Stored data entries:
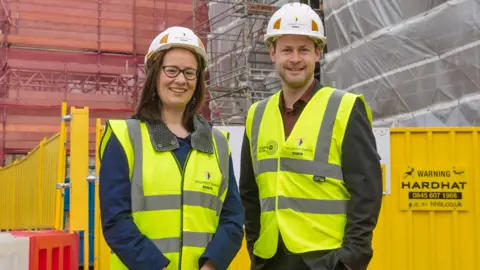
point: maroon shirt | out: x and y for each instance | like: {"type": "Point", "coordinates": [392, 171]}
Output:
{"type": "Point", "coordinates": [290, 115]}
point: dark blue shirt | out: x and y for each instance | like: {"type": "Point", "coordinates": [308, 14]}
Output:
{"type": "Point", "coordinates": [134, 249]}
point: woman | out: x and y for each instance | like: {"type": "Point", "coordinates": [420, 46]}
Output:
{"type": "Point", "coordinates": [168, 194]}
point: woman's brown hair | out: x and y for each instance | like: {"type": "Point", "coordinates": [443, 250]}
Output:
{"type": "Point", "coordinates": [149, 106]}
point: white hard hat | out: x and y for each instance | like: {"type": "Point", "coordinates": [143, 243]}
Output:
{"type": "Point", "coordinates": [295, 19]}
{"type": "Point", "coordinates": [175, 36]}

**To do**. An exact copy of all the data above is required; omit any pictures.

**Response for this exercise**.
point: maroon shirt | out: x and y for each instance | like: {"type": "Point", "coordinates": [392, 171]}
Output:
{"type": "Point", "coordinates": [290, 115]}
point: dark blue shirt | out: x and y for each instance | like: {"type": "Point", "coordinates": [308, 14]}
Output:
{"type": "Point", "coordinates": [134, 249]}
point: woman | out: x and y for each instance | like: {"type": "Point", "coordinates": [420, 46]}
Output:
{"type": "Point", "coordinates": [168, 194]}
point: woman's brown hair | out: x and y for each instance | like: {"type": "Point", "coordinates": [443, 250]}
Output:
{"type": "Point", "coordinates": [149, 106]}
point: white hard hat | out: x and y for each instance | like: {"type": "Point", "coordinates": [143, 243]}
Output:
{"type": "Point", "coordinates": [295, 19]}
{"type": "Point", "coordinates": [175, 36]}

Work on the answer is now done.